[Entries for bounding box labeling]
.....

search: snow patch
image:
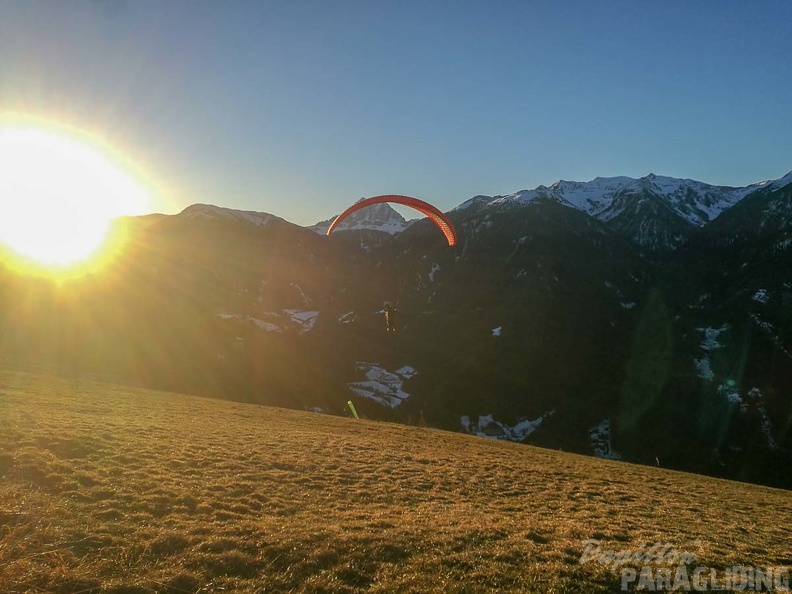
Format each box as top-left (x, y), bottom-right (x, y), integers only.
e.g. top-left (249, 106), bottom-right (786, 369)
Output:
top-left (695, 325), bottom-right (727, 382)
top-left (460, 410), bottom-right (555, 441)
top-left (428, 262), bottom-right (440, 282)
top-left (217, 309), bottom-right (319, 334)
top-left (283, 309), bottom-right (319, 334)
top-left (347, 361), bottom-right (418, 408)
top-left (337, 311), bottom-right (357, 324)
top-left (589, 419), bottom-right (621, 460)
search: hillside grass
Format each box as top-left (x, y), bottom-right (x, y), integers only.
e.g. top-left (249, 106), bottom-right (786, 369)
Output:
top-left (0, 360), bottom-right (792, 594)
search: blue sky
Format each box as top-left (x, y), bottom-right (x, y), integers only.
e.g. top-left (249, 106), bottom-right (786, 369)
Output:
top-left (0, 0), bottom-right (792, 224)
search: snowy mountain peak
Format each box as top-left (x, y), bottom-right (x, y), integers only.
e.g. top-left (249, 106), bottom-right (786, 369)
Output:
top-left (176, 204), bottom-right (279, 227)
top-left (309, 198), bottom-right (410, 235)
top-left (767, 171), bottom-right (792, 192)
top-left (464, 172), bottom-right (792, 227)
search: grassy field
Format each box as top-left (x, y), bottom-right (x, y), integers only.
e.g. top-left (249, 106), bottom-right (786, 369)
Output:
top-left (0, 369), bottom-right (792, 594)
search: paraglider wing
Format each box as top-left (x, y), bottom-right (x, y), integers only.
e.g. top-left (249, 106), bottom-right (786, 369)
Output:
top-left (327, 194), bottom-right (456, 245)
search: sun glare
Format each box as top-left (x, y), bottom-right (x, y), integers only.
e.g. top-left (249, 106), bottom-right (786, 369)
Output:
top-left (0, 123), bottom-right (151, 270)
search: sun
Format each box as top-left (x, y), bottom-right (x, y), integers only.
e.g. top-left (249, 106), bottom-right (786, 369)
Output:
top-left (0, 122), bottom-right (152, 270)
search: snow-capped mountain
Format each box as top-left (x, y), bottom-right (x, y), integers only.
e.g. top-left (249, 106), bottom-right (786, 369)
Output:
top-left (176, 204), bottom-right (283, 227)
top-left (0, 168), bottom-right (792, 487)
top-left (454, 173), bottom-right (792, 250)
top-left (309, 203), bottom-right (412, 235)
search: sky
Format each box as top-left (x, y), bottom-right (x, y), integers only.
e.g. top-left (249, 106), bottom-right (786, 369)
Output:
top-left (0, 0), bottom-right (792, 225)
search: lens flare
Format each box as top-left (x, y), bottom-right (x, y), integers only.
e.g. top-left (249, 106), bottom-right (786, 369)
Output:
top-left (0, 122), bottom-right (152, 273)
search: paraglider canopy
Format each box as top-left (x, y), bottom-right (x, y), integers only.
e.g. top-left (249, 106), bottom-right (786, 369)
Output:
top-left (327, 194), bottom-right (456, 245)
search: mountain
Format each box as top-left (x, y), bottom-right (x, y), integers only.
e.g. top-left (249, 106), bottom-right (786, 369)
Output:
top-left (309, 203), bottom-right (410, 235)
top-left (0, 170), bottom-right (792, 487)
top-left (457, 174), bottom-right (782, 250)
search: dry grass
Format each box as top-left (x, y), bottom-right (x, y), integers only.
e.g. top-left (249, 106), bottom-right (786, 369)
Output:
top-left (0, 370), bottom-right (792, 594)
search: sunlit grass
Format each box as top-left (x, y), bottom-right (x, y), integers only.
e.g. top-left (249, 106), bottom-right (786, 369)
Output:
top-left (0, 370), bottom-right (792, 593)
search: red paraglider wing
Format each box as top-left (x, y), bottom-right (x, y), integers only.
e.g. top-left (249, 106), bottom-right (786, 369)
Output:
top-left (327, 194), bottom-right (456, 245)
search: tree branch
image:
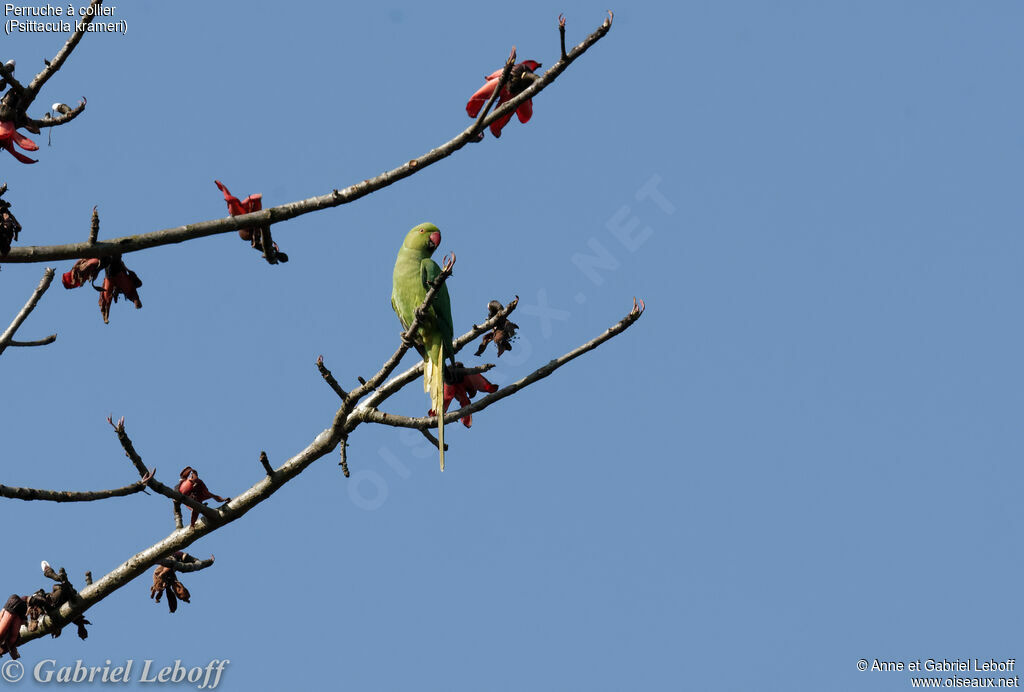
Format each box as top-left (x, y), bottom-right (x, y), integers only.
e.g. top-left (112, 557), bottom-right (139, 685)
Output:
top-left (316, 355), bottom-right (348, 401)
top-left (0, 0), bottom-right (103, 121)
top-left (0, 14), bottom-right (611, 263)
top-left (9, 12), bottom-right (630, 655)
top-left (0, 469), bottom-right (156, 503)
top-left (7, 334), bottom-right (57, 346)
top-left (156, 555), bottom-right (214, 572)
top-left (358, 301), bottom-right (644, 430)
top-left (0, 267), bottom-right (57, 353)
top-left (106, 417), bottom-right (220, 522)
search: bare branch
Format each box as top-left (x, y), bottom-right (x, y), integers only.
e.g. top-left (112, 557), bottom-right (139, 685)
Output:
top-left (156, 555), bottom-right (214, 572)
top-left (0, 267), bottom-right (56, 353)
top-left (558, 14), bottom-right (568, 60)
top-left (316, 355), bottom-right (348, 401)
top-left (473, 46), bottom-right (515, 133)
top-left (0, 16), bottom-right (611, 263)
top-left (338, 437), bottom-right (348, 478)
top-left (358, 301), bottom-right (644, 430)
top-left (7, 334), bottom-right (57, 346)
top-left (25, 96), bottom-right (86, 129)
top-left (351, 253), bottom-right (455, 401)
top-left (106, 417), bottom-right (220, 522)
top-left (18, 0), bottom-right (103, 102)
top-left (0, 469), bottom-right (156, 503)
top-left (89, 207), bottom-right (99, 245)
top-left (0, 62), bottom-right (25, 98)
top-left (420, 428), bottom-right (447, 451)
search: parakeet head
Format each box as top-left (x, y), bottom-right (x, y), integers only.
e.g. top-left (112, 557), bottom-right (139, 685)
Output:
top-left (402, 223), bottom-right (441, 256)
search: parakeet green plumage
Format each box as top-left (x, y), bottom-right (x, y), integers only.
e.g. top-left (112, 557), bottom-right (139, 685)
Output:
top-left (391, 223), bottom-right (455, 471)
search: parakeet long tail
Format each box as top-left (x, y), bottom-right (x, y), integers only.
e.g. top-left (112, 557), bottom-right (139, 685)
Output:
top-left (423, 344), bottom-right (444, 471)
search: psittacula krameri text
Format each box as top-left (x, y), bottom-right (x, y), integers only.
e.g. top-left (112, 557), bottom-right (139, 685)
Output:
top-left (391, 223), bottom-right (455, 471)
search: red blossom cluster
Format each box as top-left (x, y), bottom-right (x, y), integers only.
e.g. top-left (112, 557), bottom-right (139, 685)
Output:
top-left (214, 180), bottom-right (288, 264)
top-left (466, 58), bottom-right (541, 137)
top-left (0, 120), bottom-right (39, 164)
top-left (427, 362), bottom-right (498, 428)
top-left (177, 466), bottom-right (231, 526)
top-left (60, 255), bottom-right (142, 325)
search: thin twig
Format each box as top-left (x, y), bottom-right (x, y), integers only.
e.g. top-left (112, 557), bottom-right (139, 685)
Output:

.....

Task directions: Please repeat all of these lines, swapping each "integers only" for "whole numbers only" and keeping everything else the same. Omit the pictures from your answer.

Task response:
search: snow patch
image:
Format each box as top-left (x, y), bottom-right (x, y), whole numbers only.
e.g. top-left (249, 106), bottom-right (786, 369)
Output:
top-left (695, 325), bottom-right (727, 382)
top-left (460, 410), bottom-right (555, 441)
top-left (428, 262), bottom-right (440, 282)
top-left (217, 309), bottom-right (319, 334)
top-left (283, 309), bottom-right (319, 334)
top-left (347, 361), bottom-right (418, 408)
top-left (337, 311), bottom-right (357, 324)
top-left (589, 419), bottom-right (621, 460)
search: hillside grass
Format each box as top-left (x, y), bottom-right (x, y), whole numbers only.
e.g. top-left (249, 106), bottom-right (786, 369)
Output:
top-left (0, 360), bottom-right (792, 594)
search: blue sky
Format each box as top-left (x, y), bottom-right (x, y), whole numbers only.
e.g. top-left (249, 106), bottom-right (786, 369)
Output:
top-left (0, 0), bottom-right (792, 224)
search: snowy mountain peak
Format each box as top-left (x, y), bottom-right (x, y), whole numbers only.
e.g. top-left (249, 106), bottom-right (786, 369)
Output:
top-left (176, 204), bottom-right (279, 227)
top-left (309, 198), bottom-right (410, 235)
top-left (767, 171), bottom-right (792, 192)
top-left (464, 172), bottom-right (792, 227)
search: grassy field
Format each box as top-left (x, y), bottom-right (x, y), whole numbers only.
e.g. top-left (249, 106), bottom-right (786, 369)
Output:
top-left (0, 369), bottom-right (792, 594)
search: paraglider wing
Format each box as top-left (x, y), bottom-right (x, y), whole numbers only.
e.g. top-left (249, 106), bottom-right (786, 369)
Output:
top-left (327, 194), bottom-right (456, 245)
search: sun glare
Format each box as top-left (x, y), bottom-right (x, y), whole numbers only.
e.g. top-left (249, 106), bottom-right (786, 369)
Output:
top-left (0, 123), bottom-right (151, 270)
search: sun
Format each box as top-left (x, y), bottom-right (x, y), whole numbers only.
e.g. top-left (249, 106), bottom-right (786, 369)
Output:
top-left (0, 122), bottom-right (152, 270)
search: snow-capped mountain
Format each box as top-left (x, y), bottom-right (x, y), whole numbers only.
e.g. top-left (249, 106), bottom-right (786, 369)
Output:
top-left (176, 204), bottom-right (283, 227)
top-left (0, 168), bottom-right (792, 487)
top-left (454, 173), bottom-right (792, 250)
top-left (309, 203), bottom-right (412, 235)
search: sky
Format each box as top-left (x, y), bottom-right (x, y), whole numbers only.
e.g. top-left (249, 106), bottom-right (786, 369)
Output:
top-left (0, 0), bottom-right (792, 225)
search: lens flare
Format each box as top-left (x, y), bottom-right (x, y), whole numbers only.
e.g. top-left (249, 106), bottom-right (786, 369)
Output:
top-left (0, 122), bottom-right (152, 273)
search: paraglider canopy
Format each box as top-left (x, y), bottom-right (x, y), whole numbers only.
e.g. top-left (249, 106), bottom-right (786, 369)
Output:
top-left (327, 194), bottom-right (456, 245)
search: mountain
Format each box as top-left (x, y), bottom-right (x, y), whole numbers only.
e.g. top-left (249, 106), bottom-right (786, 369)
Output:
top-left (309, 203), bottom-right (410, 235)
top-left (0, 170), bottom-right (792, 487)
top-left (457, 174), bottom-right (782, 250)
search: dry grass
Format each box as top-left (x, y), bottom-right (x, y), whole numbers only.
e.g. top-left (249, 106), bottom-right (786, 369)
Output:
top-left (0, 370), bottom-right (792, 594)
search: sunlit grass
Format each box as top-left (x, y), bottom-right (x, y), whole numbers only.
e.g. top-left (249, 106), bottom-right (786, 369)
Output:
top-left (0, 370), bottom-right (792, 593)
search: red paraglider wing
Format each box as top-left (x, y), bottom-right (x, y), whole numbers only.
e.g. top-left (249, 106), bottom-right (786, 369)
Output:
top-left (327, 194), bottom-right (456, 245)
search: tree branch
image:
Format each box as top-left (x, y), bottom-right (x, y), whole numbers only.
e.g. top-left (112, 557), bottom-right (139, 685)
Output:
top-left (316, 355), bottom-right (348, 401)
top-left (0, 0), bottom-right (103, 121)
top-left (0, 14), bottom-right (611, 263)
top-left (9, 12), bottom-right (630, 655)
top-left (0, 469), bottom-right (156, 503)
top-left (7, 334), bottom-right (57, 346)
top-left (156, 555), bottom-right (214, 572)
top-left (358, 301), bottom-right (644, 430)
top-left (0, 267), bottom-right (57, 353)
top-left (106, 417), bottom-right (220, 522)
search: bare branch
Format each box as top-left (x, y), bottom-right (x, y), whole numbers only.
e.g. top-left (112, 557), bottom-right (139, 685)
Output:
top-left (156, 555), bottom-right (214, 572)
top-left (0, 267), bottom-right (56, 353)
top-left (558, 14), bottom-right (568, 60)
top-left (316, 355), bottom-right (348, 401)
top-left (473, 46), bottom-right (515, 133)
top-left (0, 16), bottom-right (611, 263)
top-left (338, 437), bottom-right (348, 478)
top-left (358, 301), bottom-right (644, 430)
top-left (7, 334), bottom-right (57, 346)
top-left (25, 96), bottom-right (86, 129)
top-left (351, 253), bottom-right (455, 401)
top-left (106, 417), bottom-right (220, 522)
top-left (18, 0), bottom-right (103, 102)
top-left (0, 469), bottom-right (156, 503)
top-left (89, 207), bottom-right (99, 245)
top-left (0, 62), bottom-right (25, 98)
top-left (420, 428), bottom-right (447, 451)
search: parakeet head
Format each box as top-left (x, y), bottom-right (x, y), whole numbers only.
e.g. top-left (112, 557), bottom-right (139, 685)
Output:
top-left (402, 223), bottom-right (441, 256)
search: parakeet green plumage
Format each box as top-left (x, y), bottom-right (x, y), whole numbers only.
e.g. top-left (112, 557), bottom-right (139, 685)
Output:
top-left (391, 223), bottom-right (455, 471)
search: parakeet long tail
Format each box as top-left (x, y), bottom-right (x, y), whole numbers only.
e.g. top-left (112, 557), bottom-right (139, 685)
Output:
top-left (423, 344), bottom-right (444, 471)
search: psittacula krameri text
Format each box as top-left (x, y), bottom-right (x, y), whole numbers only.
e.g. top-left (112, 557), bottom-right (139, 685)
Output:
top-left (391, 223), bottom-right (455, 471)
search: red blossom cluster
Format each box as top-left (x, y), bottom-right (x, y), whole numbers only.
e.g. top-left (112, 557), bottom-right (139, 685)
Output:
top-left (214, 180), bottom-right (288, 264)
top-left (466, 58), bottom-right (541, 137)
top-left (0, 120), bottom-right (39, 164)
top-left (427, 362), bottom-right (498, 428)
top-left (177, 466), bottom-right (231, 526)
top-left (60, 255), bottom-right (142, 325)
search: thin twig
Format each box as top-left (x, y), bottom-right (x, y), whole numbers only.
e.g. top-left (112, 557), bottom-right (139, 685)
Output:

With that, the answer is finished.